Aim of the task:
Below are some entries. Output each one exactly as it appears.

Data entries:
——
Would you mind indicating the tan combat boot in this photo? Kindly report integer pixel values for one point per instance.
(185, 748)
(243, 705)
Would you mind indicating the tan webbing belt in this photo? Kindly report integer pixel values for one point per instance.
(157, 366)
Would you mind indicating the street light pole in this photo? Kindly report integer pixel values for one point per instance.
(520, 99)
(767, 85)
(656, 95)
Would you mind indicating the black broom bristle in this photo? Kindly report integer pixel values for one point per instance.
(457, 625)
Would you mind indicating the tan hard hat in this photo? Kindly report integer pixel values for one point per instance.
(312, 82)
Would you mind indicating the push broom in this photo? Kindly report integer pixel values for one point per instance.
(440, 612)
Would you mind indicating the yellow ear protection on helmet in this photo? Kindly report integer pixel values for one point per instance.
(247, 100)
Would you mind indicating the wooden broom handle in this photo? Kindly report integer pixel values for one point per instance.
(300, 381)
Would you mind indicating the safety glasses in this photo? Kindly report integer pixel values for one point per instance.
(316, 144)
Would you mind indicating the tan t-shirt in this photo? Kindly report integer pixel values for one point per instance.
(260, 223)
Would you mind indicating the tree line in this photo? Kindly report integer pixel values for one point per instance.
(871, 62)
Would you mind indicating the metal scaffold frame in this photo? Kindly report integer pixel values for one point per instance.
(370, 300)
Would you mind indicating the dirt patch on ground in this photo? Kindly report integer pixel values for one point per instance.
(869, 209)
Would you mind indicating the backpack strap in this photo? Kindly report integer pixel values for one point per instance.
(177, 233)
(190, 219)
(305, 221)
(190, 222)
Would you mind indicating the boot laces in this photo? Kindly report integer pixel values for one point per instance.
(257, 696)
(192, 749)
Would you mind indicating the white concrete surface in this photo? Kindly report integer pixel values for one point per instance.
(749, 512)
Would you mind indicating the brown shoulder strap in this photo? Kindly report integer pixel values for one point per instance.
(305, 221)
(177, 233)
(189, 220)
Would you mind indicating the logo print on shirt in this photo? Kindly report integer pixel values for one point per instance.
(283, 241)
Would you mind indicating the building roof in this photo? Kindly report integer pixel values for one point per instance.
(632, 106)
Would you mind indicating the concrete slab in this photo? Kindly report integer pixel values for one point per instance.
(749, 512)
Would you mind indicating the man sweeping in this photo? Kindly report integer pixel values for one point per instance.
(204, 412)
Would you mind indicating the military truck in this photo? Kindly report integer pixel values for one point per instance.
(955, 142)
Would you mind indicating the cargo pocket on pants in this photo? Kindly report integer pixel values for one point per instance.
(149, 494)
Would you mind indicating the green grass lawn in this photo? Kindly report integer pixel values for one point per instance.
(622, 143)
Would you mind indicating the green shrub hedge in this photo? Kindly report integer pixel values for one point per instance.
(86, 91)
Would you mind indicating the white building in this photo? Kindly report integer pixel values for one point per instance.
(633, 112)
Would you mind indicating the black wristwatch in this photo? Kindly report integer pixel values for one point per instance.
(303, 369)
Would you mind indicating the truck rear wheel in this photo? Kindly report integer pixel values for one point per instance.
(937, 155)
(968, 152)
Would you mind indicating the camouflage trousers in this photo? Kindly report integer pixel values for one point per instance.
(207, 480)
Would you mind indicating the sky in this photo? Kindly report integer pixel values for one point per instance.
——
Finished exercise:
Would you mind indicating the tan combat boot in this photo? Kindly report integer pixel values for one point per instance.
(185, 748)
(243, 705)
Would you mind indicating the tan webbing belt in this photo? Kindly report integer pixel values for one point per instance.
(157, 366)
Would you mind indicating the street light pole in this photo? Kindly report integer pixel values for one point per instance.
(520, 99)
(767, 85)
(656, 95)
Would you mind indicating the black broom bristle in this photo? Kindly report integer pixel values for one point per instance.
(457, 625)
Would you mind indicating the tan hard hat in this photo? Kindly report integer pixel values for one point per instance.
(312, 82)
Would you mind indicating the push broom in this photo? Kindly report integer pixel values for one point per instance.
(440, 612)
Would you mind indicating the yellow ear protection on helmet in this photo? Kindly report integer pixel values for one point per instance.
(247, 100)
Would you mind indicating the wooden broom handle in this photo? Kindly report integer pixel values for one point per instance.
(300, 381)
Would you mind indicating the safety glasses in this photo? Kindly report integer pixel values for one point per instance.
(316, 144)
Would you mind indicating the tan t-shirt in this photo? Kindly report integer pixel values for one point per instance.
(260, 223)
Would you mind indicating the tree line in this photo? Kindly report integer pixel values for one point per instance.
(871, 62)
Would you mind indicating the metal scaffold frame in this photo? Kindly report integer pixel values for one point per instance.
(370, 300)
Would you mind indicating the dirt patch on ground in this photo? Kindly report integer pixel values for one point per instance.
(869, 209)
Would you mind indicating the backpack strap in this photo? Kindly report integer pixel values for one point per instance.
(177, 233)
(190, 219)
(305, 221)
(190, 222)
Would you mind indicating the boot laces in this photo? Kindly report integer pixel values for one point per instance.
(257, 696)
(192, 749)
Would you mind indicating the white concrete surface in this photo? Kindly report integer pixel values for one point per instance.
(749, 512)
Would you mind indicating the brown shoulder strap in this photo? Kindly report integer pixel values for one point per instance.
(305, 221)
(177, 233)
(189, 220)
Would you mind indicating the logo print on shirt in this photo? Kindly report integer pixel values for one point per instance.
(283, 241)
Would you mind indicating the building roof in this photo? Kindly report integer pixel values for one point per instance.
(632, 106)
Would you mind indicating the concrete slab in this photo? Kindly report integer pixel values for one point per instance.
(749, 512)
Would you mind indicating the man sweeping in this photo? Kindly report integer pixel values for one point per instance.
(204, 412)
Would you mind indicating the military truck in this photo? Kindly report integer pixel values for one point per instance.
(955, 142)
Would you mind indicating the cargo pocket on pants in this photo? Kindly report integer pixel values for one point per instance.
(149, 494)
Would you mind indicating the green grass lawn in this photo? Kindly report integer pixel values for one point per instance.
(622, 143)
Would you mind indicating the green shrub hedge in this photo? Kindly report integer pixel values for one point per instance.
(86, 91)
Would you mind indicating the white building in this photo? Kindly report integer pixel values for one point per instance.
(633, 112)
Would you mind indicating the black wristwatch in this photo? Kindly report integer pixel values for one point per instance.
(303, 369)
Would you mind indicating the truck rear wheel in this photo? Kindly report integer pixel values for one point per instance.
(937, 155)
(968, 152)
Would you mind indicating the camouflage trousers in this photo? Kindly report integer pixel values for one point per instance.
(207, 480)
Would you mind indicating the sky in this photo? Kindly report integer pixel values for one point per instance.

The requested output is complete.